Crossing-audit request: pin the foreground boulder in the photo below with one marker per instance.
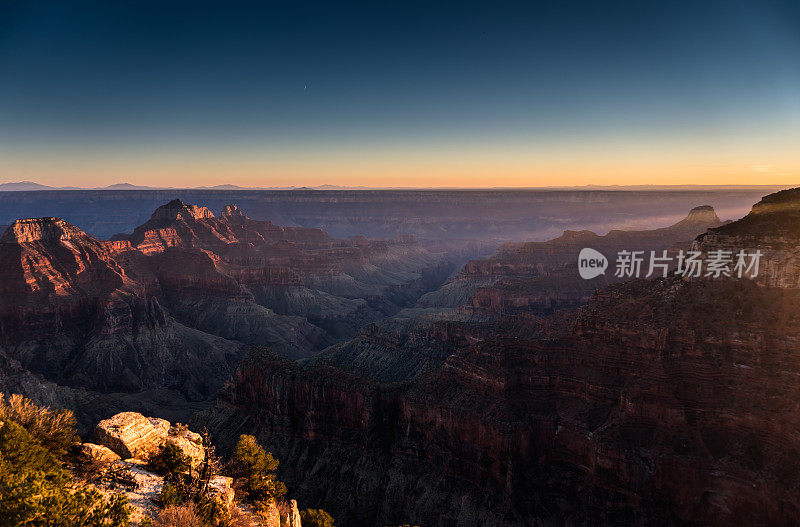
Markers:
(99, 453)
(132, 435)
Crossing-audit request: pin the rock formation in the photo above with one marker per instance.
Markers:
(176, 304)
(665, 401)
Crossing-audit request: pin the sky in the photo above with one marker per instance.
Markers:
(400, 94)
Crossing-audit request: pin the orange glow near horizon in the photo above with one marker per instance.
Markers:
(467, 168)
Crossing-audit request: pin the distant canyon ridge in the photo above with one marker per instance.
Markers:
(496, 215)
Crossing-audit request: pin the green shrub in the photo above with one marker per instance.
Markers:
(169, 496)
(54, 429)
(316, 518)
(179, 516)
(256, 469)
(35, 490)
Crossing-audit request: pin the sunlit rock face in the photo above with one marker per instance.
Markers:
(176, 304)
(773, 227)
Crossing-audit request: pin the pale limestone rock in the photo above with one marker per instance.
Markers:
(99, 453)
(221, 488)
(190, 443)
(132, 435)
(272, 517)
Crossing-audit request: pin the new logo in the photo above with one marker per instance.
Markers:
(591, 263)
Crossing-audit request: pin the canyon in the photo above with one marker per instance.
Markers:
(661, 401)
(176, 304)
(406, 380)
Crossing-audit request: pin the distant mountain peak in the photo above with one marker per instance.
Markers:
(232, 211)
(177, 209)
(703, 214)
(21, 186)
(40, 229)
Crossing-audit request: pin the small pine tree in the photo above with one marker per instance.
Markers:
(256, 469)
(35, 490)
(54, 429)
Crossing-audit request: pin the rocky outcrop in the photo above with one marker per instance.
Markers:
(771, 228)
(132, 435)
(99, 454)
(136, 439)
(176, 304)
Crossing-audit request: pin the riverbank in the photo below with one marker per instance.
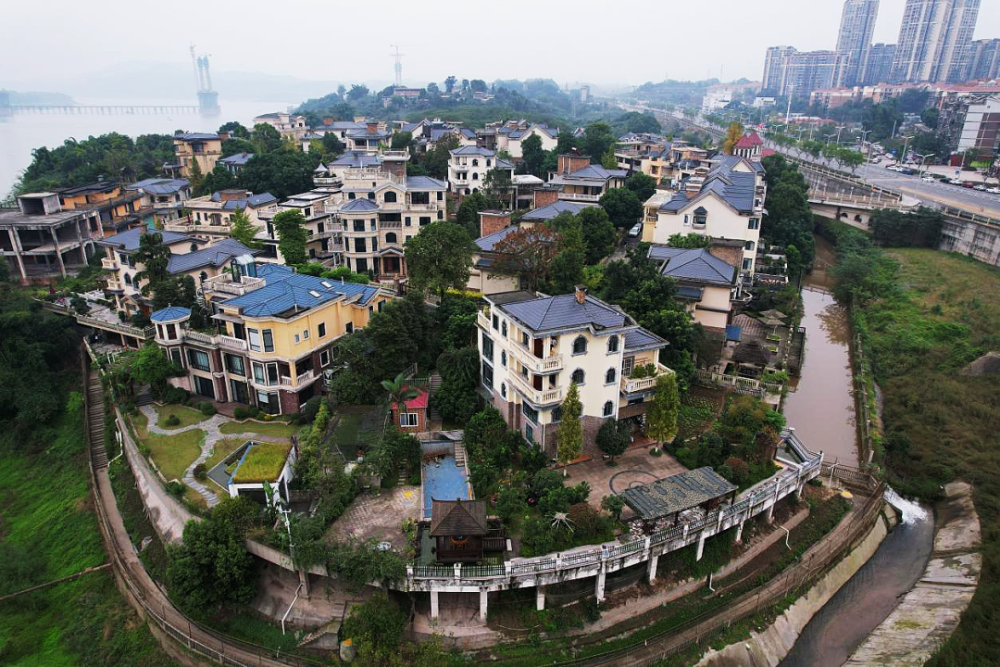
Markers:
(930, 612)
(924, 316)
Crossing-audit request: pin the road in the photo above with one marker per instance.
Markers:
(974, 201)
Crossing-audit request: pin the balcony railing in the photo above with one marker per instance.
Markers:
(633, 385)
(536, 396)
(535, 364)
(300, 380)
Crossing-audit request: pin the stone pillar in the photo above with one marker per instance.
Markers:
...
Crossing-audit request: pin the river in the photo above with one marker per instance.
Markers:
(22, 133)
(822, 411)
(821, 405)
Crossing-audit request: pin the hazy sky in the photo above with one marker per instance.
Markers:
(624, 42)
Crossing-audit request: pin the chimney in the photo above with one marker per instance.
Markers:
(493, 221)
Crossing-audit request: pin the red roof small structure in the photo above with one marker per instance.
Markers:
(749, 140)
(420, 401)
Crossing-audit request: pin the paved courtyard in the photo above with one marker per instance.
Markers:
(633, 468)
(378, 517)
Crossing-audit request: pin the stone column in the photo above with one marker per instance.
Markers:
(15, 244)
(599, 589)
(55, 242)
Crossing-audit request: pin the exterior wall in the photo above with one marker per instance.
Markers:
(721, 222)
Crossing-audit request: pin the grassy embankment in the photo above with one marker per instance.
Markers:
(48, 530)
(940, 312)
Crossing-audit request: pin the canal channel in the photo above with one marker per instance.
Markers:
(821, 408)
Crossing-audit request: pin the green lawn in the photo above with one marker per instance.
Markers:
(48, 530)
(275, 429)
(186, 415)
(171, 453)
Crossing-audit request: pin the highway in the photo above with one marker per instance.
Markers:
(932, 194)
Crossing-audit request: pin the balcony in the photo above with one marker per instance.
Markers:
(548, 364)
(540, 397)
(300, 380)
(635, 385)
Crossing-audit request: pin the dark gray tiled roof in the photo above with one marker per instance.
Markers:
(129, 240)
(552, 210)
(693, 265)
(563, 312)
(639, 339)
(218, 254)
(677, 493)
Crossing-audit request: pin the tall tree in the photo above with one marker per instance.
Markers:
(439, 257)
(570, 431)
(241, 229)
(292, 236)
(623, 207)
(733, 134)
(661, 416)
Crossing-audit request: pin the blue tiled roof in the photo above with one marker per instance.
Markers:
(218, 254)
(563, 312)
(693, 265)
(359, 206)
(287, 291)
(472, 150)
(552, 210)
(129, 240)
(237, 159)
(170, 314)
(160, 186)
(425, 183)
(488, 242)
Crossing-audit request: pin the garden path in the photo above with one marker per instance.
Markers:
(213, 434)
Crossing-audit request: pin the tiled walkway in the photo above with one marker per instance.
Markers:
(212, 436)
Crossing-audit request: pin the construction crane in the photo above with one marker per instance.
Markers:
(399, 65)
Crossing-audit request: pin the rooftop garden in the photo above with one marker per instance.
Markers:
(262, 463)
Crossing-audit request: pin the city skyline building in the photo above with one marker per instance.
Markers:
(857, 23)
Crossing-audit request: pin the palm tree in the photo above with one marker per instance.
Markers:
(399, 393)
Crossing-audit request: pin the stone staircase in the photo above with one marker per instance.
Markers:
...
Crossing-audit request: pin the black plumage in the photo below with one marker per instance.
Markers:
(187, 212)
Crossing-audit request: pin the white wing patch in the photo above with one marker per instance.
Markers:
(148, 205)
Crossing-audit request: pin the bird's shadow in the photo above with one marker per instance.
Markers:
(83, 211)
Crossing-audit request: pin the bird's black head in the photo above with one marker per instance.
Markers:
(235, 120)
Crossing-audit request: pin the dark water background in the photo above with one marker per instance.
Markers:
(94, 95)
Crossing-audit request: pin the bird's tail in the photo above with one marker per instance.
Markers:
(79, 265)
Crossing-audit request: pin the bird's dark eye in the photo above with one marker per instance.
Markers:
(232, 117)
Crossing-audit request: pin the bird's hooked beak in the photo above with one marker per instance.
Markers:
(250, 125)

§ **What this task involves**: Among the entries above, how many lines hold the string "tree"? Respond with nothing but the number.

§ **Response to the exercise**: 3